-- Record set follows --

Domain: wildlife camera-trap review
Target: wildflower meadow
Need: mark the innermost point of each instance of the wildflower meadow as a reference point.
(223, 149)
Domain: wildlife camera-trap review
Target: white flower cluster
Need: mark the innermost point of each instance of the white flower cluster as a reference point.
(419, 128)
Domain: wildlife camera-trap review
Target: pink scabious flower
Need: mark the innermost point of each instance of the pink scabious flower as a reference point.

-- Record set concluded --

■ What the exercise asks
Copy each line above where the string "scabious" occurs.

■ Written solution
Target: pink scabious flower
Need: mark the innermost point of each instance of the pink scabious flower as a reference point.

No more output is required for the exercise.